(What is needed) Locate each line in the records containing "sleeve". Copy it.

(Exercise data)
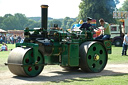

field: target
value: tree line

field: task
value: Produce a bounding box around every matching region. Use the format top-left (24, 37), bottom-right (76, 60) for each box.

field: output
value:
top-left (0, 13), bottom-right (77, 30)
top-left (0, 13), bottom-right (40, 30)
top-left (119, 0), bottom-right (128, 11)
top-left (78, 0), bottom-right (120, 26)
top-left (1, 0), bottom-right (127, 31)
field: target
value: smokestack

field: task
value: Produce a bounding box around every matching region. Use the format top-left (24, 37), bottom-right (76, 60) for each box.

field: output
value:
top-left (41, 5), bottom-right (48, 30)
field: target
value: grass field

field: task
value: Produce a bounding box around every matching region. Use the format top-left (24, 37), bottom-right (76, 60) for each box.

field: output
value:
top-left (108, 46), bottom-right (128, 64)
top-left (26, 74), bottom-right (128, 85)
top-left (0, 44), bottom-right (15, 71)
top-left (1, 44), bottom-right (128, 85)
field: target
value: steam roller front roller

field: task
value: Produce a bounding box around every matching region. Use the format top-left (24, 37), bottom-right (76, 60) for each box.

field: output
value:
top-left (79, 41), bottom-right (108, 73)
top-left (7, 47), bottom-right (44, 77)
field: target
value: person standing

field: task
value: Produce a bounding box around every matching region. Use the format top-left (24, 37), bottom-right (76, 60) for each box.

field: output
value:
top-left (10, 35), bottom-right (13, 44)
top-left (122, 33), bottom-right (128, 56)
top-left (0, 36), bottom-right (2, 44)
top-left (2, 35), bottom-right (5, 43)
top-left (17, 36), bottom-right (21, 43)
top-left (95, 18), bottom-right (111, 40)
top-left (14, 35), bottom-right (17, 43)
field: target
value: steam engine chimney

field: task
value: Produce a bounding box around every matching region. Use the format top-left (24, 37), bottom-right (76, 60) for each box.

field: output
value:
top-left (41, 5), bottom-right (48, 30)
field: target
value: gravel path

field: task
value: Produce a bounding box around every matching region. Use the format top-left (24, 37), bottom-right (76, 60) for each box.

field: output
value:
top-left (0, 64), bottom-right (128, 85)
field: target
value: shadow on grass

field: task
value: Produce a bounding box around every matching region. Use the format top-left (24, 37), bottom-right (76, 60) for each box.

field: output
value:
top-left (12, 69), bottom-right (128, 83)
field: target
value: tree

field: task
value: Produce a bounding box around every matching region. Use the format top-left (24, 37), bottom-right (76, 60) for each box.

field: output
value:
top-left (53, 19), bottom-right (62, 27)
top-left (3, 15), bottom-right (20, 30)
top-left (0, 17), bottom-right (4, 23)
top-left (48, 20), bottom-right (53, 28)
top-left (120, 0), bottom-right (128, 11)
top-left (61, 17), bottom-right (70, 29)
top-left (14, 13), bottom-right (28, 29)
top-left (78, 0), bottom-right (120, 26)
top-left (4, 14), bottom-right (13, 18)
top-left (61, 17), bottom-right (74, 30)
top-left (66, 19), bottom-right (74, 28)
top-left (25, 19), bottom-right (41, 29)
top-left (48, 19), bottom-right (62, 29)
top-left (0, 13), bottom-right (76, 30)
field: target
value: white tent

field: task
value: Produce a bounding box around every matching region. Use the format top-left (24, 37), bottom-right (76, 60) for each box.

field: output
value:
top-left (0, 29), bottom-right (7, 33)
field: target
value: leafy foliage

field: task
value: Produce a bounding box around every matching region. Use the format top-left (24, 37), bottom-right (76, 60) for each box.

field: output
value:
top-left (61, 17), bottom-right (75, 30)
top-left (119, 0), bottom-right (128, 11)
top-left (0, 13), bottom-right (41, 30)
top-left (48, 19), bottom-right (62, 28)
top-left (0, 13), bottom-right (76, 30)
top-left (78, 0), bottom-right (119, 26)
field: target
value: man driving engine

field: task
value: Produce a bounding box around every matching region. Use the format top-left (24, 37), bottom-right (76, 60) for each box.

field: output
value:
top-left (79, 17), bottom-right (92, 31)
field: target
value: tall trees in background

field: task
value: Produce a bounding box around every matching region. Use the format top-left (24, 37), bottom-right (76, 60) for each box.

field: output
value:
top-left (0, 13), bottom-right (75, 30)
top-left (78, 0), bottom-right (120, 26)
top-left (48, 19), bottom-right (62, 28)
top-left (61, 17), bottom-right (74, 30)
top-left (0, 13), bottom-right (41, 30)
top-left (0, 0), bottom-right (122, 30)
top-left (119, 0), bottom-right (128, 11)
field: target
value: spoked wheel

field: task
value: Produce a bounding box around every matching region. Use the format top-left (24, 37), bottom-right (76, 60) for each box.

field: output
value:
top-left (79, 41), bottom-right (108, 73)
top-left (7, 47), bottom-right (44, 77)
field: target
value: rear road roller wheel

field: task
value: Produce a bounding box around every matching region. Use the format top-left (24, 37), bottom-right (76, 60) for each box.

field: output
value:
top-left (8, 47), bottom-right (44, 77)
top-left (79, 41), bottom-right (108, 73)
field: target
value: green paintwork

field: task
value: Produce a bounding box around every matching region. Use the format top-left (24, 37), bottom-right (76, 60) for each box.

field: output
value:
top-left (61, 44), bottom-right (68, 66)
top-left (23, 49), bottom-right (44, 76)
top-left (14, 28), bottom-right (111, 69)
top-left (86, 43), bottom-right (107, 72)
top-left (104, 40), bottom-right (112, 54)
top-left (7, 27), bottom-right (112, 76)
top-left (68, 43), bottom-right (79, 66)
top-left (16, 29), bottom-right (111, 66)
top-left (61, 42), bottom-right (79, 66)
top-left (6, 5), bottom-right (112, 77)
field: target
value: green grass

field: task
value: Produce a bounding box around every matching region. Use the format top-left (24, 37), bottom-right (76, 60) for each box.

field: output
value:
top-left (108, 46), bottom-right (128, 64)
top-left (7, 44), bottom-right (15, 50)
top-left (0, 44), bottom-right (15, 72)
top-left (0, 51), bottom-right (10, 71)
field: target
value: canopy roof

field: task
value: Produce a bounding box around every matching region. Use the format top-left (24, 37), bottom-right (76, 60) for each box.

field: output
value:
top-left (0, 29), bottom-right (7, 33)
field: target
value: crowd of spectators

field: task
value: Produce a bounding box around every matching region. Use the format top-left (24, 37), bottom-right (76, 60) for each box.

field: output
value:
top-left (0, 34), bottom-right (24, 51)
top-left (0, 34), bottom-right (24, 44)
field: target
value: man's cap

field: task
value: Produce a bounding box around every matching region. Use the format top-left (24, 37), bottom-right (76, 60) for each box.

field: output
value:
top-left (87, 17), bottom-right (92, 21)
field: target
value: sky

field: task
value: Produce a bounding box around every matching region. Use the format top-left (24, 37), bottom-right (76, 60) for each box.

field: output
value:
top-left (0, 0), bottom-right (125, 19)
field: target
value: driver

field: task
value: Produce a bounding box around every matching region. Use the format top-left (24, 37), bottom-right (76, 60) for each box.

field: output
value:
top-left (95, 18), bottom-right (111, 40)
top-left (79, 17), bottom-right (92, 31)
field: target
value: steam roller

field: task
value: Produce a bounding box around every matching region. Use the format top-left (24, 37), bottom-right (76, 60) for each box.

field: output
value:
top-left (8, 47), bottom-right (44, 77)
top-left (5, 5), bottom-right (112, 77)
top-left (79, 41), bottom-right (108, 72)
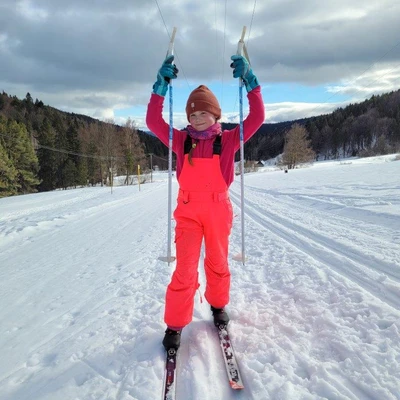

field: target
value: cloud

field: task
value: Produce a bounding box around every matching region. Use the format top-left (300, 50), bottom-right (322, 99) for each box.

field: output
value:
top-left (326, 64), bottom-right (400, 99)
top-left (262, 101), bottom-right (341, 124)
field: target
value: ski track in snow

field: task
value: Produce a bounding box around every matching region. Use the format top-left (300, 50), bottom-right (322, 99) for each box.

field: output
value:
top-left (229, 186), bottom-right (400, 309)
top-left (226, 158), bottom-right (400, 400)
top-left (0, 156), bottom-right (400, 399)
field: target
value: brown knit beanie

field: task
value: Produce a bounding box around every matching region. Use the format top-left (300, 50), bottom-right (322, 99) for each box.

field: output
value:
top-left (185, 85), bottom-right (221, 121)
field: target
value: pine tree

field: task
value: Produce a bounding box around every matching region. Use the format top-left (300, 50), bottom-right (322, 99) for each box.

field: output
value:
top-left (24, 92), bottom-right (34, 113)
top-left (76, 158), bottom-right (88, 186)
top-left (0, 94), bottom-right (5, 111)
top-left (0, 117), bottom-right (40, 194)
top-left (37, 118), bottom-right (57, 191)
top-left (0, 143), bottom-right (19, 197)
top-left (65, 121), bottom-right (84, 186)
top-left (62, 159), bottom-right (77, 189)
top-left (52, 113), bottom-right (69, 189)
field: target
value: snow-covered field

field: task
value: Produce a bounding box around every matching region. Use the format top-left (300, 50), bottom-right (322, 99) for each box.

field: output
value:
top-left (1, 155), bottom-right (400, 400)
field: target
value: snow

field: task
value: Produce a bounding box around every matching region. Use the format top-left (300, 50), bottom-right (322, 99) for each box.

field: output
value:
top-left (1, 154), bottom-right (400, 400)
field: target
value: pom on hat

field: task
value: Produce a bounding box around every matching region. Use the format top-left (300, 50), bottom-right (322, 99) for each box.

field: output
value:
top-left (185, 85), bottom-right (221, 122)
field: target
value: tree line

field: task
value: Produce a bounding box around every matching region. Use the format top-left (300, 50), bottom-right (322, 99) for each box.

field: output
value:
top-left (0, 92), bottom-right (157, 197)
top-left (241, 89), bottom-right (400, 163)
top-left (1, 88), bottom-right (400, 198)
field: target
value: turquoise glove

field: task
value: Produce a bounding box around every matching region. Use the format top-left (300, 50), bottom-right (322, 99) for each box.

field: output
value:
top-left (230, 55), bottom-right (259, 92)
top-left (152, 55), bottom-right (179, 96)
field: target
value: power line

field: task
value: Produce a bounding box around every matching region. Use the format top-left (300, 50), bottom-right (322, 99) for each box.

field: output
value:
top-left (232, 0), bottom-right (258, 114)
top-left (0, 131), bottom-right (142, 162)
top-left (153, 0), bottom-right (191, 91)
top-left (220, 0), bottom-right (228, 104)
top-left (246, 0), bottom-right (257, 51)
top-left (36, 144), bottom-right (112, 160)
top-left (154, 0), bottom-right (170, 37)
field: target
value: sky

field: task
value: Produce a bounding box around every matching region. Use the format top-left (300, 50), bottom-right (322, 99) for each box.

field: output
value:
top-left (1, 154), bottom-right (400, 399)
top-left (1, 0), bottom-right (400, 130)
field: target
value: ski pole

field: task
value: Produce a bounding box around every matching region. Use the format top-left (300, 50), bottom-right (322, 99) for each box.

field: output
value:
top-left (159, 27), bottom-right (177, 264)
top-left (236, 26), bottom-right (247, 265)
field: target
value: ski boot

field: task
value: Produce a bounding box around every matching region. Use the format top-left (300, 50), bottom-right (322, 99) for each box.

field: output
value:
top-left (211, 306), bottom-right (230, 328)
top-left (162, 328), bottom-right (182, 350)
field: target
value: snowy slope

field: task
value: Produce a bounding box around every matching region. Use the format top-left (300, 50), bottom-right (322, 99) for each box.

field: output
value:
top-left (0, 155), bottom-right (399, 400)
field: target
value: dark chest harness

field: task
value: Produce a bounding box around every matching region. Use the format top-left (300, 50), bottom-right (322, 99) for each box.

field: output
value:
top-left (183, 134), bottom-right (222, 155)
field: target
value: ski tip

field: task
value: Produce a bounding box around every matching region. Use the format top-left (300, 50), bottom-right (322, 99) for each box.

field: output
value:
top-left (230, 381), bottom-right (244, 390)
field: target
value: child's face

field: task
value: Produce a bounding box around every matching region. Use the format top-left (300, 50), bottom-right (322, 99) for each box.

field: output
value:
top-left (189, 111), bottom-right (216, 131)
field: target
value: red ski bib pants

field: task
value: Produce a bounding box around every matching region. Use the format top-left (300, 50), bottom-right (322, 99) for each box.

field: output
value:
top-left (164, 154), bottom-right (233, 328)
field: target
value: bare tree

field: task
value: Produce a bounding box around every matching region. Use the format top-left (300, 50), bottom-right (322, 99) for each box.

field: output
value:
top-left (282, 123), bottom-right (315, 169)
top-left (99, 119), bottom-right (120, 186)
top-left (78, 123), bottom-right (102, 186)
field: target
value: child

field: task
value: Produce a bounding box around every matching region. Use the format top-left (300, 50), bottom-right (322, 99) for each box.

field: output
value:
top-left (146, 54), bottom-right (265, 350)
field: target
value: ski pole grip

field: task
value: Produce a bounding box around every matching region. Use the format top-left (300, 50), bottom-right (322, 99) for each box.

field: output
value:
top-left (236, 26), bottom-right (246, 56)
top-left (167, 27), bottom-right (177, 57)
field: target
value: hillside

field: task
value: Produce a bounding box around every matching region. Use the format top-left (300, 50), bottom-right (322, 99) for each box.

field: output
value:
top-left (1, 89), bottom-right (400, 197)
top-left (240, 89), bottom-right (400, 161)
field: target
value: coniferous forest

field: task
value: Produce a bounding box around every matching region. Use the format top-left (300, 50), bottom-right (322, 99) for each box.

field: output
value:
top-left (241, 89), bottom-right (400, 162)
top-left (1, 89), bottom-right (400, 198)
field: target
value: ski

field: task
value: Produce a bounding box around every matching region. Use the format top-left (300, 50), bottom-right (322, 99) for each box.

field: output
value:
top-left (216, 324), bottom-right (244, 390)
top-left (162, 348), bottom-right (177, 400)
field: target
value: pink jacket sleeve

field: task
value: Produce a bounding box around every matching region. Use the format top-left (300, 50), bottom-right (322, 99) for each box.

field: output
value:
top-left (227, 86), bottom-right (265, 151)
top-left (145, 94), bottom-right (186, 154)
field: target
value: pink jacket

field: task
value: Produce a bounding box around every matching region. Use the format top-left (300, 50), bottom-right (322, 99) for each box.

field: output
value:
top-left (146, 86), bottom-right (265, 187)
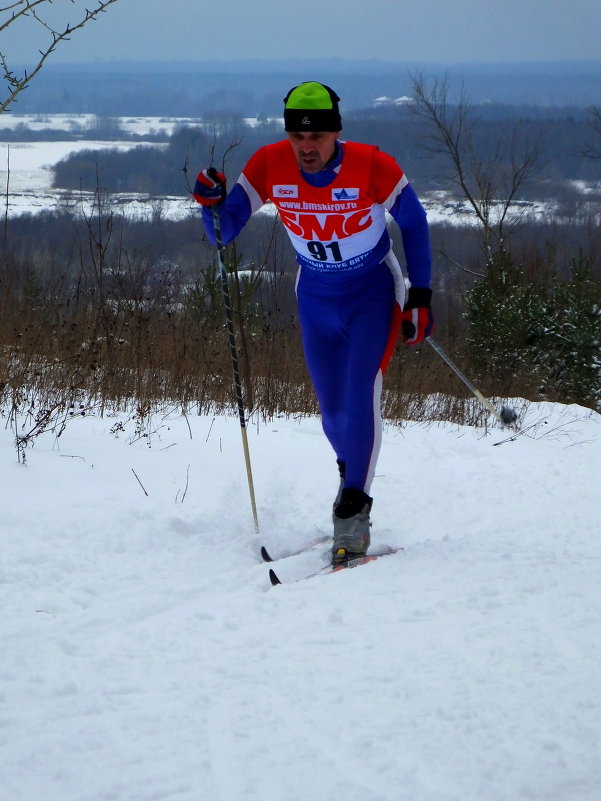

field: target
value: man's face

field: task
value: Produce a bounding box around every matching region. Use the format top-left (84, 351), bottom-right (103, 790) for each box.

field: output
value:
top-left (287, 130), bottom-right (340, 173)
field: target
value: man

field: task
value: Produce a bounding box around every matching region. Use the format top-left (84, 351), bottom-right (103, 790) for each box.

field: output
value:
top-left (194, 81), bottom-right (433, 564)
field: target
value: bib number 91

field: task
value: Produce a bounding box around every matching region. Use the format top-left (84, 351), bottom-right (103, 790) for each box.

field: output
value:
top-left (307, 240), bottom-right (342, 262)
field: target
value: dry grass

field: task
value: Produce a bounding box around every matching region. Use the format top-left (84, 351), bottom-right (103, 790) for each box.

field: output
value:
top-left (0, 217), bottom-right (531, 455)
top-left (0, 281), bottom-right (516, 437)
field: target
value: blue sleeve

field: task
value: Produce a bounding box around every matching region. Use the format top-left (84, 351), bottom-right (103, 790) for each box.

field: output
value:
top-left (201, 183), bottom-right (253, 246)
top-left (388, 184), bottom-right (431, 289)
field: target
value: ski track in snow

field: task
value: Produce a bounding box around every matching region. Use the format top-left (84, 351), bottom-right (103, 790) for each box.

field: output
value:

(Response to this task)
value: pink jacket sleeve
value: blue sleeve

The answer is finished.